Winter range in lower Grand Coulee
Revelation
A problem with epiphanies is they’re impossible to schedule.
My first arrived in a junior high classroom. There were no desks, just laboratory tables with chairs where we sat in twos or threes for both science and “home room,” when we were allowed to visit, do homework, and play the games that seventh graders played in the decades before handheld electronics. I was very Catholic at the time because I was born into Catholicism and versed in its rituals. This was also true of the girls sitting behind me, Catholic girls; Catholic girls talking about an abortion that someone they all knew—someone our age—had undergone.

===============

### Required work
1) According to the Revelation excerpt, why was the narrator very Catholic in junior high? Answer in one to three sentences.
2) Continue the Revelation excerpt from its final sentence about the girls in the seventh-grade classroom.
The entries that follow come from a separate source and are unrelated to the Revelation excerpt.

### Input data

===============

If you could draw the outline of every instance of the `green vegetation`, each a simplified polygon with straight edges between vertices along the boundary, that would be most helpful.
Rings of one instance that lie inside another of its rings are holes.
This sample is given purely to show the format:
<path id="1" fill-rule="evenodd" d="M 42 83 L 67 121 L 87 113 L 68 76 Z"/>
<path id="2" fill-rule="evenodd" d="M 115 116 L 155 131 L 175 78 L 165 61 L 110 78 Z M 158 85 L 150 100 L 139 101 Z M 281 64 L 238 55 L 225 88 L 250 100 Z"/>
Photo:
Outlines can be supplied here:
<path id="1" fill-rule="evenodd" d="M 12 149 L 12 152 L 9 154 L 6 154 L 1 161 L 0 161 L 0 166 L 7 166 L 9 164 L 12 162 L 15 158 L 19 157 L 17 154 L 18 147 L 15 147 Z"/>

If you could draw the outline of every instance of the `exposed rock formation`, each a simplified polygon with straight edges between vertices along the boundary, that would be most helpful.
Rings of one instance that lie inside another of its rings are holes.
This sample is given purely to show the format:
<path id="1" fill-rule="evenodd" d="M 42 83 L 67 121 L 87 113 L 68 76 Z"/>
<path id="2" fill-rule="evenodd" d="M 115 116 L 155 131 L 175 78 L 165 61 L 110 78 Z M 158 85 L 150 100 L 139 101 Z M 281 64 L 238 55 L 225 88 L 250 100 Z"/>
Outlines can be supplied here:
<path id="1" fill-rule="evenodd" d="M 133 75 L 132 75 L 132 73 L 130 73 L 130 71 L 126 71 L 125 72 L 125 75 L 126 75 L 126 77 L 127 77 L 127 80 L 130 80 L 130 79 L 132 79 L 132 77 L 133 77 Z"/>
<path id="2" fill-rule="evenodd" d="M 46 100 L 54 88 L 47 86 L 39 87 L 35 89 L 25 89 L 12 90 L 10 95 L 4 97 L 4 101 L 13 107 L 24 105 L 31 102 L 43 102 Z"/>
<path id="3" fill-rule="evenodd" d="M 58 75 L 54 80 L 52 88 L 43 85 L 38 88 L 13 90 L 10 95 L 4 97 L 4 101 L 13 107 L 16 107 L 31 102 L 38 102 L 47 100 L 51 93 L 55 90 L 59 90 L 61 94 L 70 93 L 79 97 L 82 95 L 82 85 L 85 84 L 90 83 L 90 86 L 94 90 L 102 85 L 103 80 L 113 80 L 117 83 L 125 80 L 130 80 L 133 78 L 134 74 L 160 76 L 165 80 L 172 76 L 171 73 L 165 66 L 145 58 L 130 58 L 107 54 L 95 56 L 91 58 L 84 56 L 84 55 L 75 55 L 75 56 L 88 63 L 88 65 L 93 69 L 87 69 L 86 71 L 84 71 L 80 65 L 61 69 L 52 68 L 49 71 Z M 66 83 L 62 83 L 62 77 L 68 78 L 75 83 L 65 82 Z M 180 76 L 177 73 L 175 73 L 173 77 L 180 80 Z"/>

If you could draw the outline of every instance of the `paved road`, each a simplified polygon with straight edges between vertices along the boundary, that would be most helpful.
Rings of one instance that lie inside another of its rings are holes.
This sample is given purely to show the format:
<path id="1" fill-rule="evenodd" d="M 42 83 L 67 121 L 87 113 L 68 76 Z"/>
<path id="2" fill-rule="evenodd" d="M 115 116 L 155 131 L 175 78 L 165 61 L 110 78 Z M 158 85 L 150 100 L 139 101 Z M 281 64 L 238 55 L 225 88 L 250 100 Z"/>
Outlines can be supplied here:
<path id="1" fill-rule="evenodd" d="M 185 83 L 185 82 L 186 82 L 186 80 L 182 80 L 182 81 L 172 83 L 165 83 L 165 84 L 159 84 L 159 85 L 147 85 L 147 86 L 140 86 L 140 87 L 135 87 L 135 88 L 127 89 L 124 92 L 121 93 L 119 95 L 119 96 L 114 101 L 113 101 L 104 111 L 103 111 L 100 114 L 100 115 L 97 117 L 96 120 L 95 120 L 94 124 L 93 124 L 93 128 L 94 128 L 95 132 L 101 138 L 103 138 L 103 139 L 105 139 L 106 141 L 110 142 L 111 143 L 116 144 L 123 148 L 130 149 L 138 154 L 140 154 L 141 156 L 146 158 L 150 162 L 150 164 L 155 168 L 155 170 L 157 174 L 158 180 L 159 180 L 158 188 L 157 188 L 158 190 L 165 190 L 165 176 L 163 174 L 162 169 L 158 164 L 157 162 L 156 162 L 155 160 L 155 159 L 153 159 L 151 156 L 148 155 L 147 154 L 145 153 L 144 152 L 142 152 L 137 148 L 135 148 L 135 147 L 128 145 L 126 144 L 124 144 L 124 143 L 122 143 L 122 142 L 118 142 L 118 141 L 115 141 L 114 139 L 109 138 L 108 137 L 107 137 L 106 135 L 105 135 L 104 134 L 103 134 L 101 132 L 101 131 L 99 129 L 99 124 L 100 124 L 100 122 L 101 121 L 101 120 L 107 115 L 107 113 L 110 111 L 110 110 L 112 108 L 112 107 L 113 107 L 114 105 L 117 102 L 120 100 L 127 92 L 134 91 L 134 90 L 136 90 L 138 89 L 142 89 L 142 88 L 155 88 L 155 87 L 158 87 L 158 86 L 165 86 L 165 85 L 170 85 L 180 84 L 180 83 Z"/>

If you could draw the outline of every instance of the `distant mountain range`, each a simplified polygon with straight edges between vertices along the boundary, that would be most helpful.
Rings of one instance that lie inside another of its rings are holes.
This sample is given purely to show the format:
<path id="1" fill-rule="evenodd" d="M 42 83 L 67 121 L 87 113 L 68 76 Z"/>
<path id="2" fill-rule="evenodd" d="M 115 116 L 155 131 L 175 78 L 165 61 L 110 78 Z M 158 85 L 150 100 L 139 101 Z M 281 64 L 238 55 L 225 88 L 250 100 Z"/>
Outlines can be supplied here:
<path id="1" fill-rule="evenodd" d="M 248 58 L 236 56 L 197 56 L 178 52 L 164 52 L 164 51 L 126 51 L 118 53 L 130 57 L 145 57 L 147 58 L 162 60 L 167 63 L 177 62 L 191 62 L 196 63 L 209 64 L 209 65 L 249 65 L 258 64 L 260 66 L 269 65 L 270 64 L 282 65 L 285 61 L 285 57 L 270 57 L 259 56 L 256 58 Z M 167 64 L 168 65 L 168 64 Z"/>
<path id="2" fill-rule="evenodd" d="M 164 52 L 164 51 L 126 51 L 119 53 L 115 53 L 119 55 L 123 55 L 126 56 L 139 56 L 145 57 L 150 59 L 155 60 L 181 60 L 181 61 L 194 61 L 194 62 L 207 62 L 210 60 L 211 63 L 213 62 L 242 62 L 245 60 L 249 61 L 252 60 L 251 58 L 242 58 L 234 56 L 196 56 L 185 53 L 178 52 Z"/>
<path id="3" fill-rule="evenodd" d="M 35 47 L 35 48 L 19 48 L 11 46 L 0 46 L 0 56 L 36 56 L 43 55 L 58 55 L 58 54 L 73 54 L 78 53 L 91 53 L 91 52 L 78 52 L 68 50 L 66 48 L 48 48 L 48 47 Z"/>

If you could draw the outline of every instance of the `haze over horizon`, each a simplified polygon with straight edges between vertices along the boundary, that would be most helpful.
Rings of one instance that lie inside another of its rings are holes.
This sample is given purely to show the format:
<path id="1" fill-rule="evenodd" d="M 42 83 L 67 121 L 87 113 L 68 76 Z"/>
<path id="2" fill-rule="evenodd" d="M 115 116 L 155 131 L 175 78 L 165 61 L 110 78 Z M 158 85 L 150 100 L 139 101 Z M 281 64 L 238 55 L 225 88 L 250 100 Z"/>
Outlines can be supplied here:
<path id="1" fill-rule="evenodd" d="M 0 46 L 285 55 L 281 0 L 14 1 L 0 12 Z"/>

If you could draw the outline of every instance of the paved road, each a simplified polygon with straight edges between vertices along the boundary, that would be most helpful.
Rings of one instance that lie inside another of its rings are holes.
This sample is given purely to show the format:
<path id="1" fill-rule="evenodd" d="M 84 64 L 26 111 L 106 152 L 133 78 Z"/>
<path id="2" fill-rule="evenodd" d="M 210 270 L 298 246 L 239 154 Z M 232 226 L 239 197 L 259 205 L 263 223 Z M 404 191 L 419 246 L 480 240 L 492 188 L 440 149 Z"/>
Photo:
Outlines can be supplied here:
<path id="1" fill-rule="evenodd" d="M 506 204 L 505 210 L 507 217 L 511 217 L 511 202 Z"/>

===============

### Responses by item number
1) The narrator was very Catholic then because of being born into Catholicism and versed in its rituals.

2)
I was affected both by what they were saying and how they were saying it. They were angry and contemptuous, so much so that I was dazed at what I was hearing. What I heard left the room with me and has never quite washed off. It forced me to question my church’s teaching. What I’d learned is that abortion was wrong because the church said so. The century-old edict carried the weight of excommunication for those abetting the act. There was no margin for empathy, let alone discussion. I struggled to imagine one of my sisters being violated and forced, by the church or the state, to endure a resulting pregnancy. I struggled to imagine a sister being judged so brutally if she chose to have an abortion and somehow succeeded.
There were other ways in which my faith unraveled over time. But the church’s iron-clad tenets on abortion and birth control (and its ban on women in the priesthood) were high on the list of reasons I ultimately, and literally, walked out of the church when I was 25.
This is not an easy piece to write, and I do so with respect not just for practicing Catholics but for the choices others have made to join faith communities or remain committed to the religious traditions in which they were raised. I believe in freedom of religion up to the point at which it infringes upon the rights and freedoms of others. I also expect that when people gather in community we should do so without coercing others to believe as we believe and punishing or marginalizing them if they do not.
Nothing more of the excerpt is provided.